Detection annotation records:
===============
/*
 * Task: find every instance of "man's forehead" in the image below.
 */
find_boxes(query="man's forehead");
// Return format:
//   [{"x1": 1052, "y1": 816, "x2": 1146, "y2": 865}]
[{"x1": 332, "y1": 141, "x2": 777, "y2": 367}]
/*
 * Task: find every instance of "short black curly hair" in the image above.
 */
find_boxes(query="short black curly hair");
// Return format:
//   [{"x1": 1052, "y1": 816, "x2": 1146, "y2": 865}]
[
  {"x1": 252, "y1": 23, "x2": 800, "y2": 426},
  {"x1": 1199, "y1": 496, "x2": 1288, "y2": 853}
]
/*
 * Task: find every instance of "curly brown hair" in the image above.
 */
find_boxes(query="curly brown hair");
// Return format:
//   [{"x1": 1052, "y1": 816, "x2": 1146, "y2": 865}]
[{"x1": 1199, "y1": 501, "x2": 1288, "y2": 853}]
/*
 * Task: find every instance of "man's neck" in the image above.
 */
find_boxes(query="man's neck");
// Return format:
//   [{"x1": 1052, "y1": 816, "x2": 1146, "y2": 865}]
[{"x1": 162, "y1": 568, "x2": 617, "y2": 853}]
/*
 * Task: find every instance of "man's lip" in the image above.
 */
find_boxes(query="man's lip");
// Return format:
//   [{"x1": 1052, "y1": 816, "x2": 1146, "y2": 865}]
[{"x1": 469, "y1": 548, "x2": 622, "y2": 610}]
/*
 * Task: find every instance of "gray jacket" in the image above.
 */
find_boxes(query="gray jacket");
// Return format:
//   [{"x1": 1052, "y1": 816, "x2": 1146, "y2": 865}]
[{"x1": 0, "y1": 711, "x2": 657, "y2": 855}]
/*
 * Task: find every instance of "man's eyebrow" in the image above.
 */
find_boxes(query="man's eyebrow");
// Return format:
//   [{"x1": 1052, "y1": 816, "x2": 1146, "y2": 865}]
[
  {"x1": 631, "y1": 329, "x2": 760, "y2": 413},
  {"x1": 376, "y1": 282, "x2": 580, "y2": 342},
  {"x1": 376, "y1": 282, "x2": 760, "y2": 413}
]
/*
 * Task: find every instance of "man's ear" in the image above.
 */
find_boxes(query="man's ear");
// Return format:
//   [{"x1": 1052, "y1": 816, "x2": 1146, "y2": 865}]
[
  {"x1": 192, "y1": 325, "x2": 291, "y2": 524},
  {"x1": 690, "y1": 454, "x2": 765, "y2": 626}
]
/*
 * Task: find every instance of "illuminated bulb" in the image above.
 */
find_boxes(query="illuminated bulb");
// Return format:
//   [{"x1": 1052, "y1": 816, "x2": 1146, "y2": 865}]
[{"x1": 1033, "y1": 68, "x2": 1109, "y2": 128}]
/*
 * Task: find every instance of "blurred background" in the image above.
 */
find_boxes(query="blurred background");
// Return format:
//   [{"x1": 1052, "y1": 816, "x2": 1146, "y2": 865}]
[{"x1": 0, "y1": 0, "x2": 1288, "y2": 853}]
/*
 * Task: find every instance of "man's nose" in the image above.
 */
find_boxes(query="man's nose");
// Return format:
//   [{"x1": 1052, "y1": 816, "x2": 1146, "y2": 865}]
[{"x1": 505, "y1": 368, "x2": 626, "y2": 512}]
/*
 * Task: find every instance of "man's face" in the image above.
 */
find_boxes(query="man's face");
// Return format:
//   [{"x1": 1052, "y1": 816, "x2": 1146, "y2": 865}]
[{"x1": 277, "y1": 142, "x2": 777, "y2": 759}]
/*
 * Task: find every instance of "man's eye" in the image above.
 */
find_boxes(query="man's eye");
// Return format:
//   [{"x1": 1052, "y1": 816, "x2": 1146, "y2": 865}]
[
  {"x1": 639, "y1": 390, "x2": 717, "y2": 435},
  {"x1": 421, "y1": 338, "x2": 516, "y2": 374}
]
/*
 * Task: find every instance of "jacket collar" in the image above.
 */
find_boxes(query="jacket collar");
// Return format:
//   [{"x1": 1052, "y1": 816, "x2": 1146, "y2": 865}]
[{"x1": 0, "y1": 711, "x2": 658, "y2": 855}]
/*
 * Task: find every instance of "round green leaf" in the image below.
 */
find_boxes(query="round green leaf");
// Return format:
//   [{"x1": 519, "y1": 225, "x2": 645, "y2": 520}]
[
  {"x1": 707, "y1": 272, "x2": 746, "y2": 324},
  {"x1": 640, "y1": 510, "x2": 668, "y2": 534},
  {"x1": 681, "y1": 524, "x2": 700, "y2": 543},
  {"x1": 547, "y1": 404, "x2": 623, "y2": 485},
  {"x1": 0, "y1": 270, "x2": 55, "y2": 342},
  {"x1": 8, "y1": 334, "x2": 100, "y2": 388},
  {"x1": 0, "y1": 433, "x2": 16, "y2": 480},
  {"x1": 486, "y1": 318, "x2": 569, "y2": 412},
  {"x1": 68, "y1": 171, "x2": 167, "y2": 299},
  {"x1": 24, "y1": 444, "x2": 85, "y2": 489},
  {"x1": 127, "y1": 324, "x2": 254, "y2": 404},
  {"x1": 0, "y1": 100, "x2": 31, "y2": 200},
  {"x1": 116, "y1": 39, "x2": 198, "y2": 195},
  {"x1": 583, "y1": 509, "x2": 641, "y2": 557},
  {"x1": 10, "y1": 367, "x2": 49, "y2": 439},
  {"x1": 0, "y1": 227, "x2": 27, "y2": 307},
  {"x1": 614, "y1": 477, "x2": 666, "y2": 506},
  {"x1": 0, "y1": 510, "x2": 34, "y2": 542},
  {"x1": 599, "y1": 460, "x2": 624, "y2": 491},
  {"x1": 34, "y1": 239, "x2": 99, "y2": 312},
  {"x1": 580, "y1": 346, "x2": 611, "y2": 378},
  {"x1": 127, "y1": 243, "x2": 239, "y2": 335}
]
===============
■ Description of the task ■
How many lines in the records above contain the string "bulb"? Count them and reply with the number alone.

■ Reply to the task ■
2